● **Task**
Copy the material below word for word, starting with the line that contains "Would you kindly locate the concrete" and going on through the last line of the material.

● **Records to use**

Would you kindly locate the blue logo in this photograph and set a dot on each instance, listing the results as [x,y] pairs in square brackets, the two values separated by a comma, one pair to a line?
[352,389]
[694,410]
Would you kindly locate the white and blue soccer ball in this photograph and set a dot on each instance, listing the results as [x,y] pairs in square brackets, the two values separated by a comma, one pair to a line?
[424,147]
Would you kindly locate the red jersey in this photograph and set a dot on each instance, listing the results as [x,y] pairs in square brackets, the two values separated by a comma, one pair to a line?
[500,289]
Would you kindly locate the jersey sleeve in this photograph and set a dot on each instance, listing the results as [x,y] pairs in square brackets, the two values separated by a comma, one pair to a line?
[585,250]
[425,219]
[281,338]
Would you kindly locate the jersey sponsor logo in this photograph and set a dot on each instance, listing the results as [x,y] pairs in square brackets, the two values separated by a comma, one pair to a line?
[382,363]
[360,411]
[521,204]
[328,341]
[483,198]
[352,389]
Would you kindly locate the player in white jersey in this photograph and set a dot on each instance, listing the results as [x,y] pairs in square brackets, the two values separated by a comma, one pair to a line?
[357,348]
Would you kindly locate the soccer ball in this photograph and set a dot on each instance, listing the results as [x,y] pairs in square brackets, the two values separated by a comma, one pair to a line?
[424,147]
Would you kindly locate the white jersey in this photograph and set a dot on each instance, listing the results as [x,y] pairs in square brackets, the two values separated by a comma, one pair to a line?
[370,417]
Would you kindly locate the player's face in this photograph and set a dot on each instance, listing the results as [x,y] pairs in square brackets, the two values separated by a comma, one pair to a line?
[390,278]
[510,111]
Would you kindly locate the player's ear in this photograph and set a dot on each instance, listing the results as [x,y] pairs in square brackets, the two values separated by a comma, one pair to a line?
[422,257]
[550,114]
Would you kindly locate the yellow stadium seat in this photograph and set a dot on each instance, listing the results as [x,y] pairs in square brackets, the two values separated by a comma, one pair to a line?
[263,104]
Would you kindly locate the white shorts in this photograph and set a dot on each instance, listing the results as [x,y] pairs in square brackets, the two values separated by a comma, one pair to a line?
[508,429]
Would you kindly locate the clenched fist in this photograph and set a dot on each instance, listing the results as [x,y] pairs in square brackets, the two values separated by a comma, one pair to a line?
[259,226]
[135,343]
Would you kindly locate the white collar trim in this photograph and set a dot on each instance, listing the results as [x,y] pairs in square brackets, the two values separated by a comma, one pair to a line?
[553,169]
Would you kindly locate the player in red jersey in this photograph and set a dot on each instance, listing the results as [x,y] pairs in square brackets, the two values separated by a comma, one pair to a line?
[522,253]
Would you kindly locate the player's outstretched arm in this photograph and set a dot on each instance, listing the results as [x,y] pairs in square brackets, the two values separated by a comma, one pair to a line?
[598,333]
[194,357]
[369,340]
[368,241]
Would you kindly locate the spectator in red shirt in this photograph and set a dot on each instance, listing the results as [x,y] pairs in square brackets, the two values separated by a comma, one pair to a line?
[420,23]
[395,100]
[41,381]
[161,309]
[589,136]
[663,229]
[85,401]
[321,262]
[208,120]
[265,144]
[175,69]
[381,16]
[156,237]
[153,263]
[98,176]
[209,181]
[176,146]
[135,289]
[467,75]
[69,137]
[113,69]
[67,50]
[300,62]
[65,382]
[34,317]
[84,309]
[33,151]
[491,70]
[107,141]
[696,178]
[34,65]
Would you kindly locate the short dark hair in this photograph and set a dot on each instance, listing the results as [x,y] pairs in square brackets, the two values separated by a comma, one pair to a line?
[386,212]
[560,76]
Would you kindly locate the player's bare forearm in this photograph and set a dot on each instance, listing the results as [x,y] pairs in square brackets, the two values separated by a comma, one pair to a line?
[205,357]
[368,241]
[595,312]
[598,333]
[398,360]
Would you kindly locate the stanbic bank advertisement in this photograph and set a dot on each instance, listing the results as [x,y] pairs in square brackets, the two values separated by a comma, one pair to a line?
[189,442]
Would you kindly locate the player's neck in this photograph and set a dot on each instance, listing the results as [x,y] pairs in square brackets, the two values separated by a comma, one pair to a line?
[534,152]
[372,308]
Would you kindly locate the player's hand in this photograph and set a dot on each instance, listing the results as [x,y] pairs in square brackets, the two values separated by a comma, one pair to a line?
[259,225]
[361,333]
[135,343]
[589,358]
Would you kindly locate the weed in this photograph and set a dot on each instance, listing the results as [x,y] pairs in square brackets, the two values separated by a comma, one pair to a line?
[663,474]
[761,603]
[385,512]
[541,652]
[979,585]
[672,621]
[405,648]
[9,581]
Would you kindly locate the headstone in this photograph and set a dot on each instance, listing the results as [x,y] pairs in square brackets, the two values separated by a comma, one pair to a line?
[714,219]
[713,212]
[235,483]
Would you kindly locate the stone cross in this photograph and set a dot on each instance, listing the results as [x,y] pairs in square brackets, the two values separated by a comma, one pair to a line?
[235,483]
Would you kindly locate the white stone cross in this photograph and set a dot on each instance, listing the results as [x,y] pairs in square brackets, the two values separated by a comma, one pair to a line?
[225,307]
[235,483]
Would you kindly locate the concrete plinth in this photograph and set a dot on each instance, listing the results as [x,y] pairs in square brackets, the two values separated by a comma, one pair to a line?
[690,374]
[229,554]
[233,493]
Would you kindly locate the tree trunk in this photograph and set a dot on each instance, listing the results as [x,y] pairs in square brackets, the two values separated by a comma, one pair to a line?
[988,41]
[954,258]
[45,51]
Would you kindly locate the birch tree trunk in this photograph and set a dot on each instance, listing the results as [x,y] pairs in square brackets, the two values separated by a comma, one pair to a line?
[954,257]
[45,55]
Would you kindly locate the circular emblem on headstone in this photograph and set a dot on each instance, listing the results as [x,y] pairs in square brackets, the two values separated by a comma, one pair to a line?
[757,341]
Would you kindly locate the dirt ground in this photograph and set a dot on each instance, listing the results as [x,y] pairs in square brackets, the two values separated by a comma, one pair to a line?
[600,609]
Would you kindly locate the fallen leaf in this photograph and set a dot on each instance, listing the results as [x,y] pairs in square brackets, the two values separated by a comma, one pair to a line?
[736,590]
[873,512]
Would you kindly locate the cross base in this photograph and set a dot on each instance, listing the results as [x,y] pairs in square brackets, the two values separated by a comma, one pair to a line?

● **Complete response**
Would you kindly locate the concrete plinth in this photograph and set a dot on each instance, listing the results as [x,y] pairs in square brackets, the two values separated by a comma, one pair to a line?
[690,374]
[229,554]
[233,493]
Would you kindly locate the tree trunk in this photograph and set a dot on each instance, listing the results as [x,y] pairs in square brackets, the two values separated by a comma, one pair to a line?
[988,41]
[954,258]
[45,51]
Would you kindly locate the birch tree trunk in this photograph and set a dot on each instance, listing the results as [x,y] pairs in square brackets, the two values separated by a comma, one pair to a line?
[954,257]
[45,55]
Would you kindly locate the circular emblem on headstone in this photograph and set a dot on each instance, listing the results as [x,y] pairs in square brackets, the two values separated by a comma, one pair to a line?
[757,341]
Would you kindly locate the dirt ground in this photograph and set a dot on each instance, listing the results as [x,y] pairs in square brackets, the two values separated by a comma, one pair to a line?
[600,609]
Would you kindly locate the fallen leaf in this photograph and set a dot on each instance, listing the results as [x,y] pairs in square brackets, the two values separated by a comma, one pair to a line?
[736,590]
[873,512]
Would you kindly locate the cross base in this photograph and set a dot on each instance, listing the results as [x,y] pairs in square brackets, the two values separated by a comma, one pair to a line?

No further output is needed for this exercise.